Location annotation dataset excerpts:
[start]
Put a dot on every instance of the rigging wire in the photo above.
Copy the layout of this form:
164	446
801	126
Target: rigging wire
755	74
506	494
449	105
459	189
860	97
[end]
__Exercise directions__
Transcribe every line of the items above without altering anything.

__Answer__
Put a dot on every instance of the rigging wire in the photo above.
Copy the layout of this form:
164	446
801	126
Target: rigging wire
755	74
506	494
449	105
459	189
860	97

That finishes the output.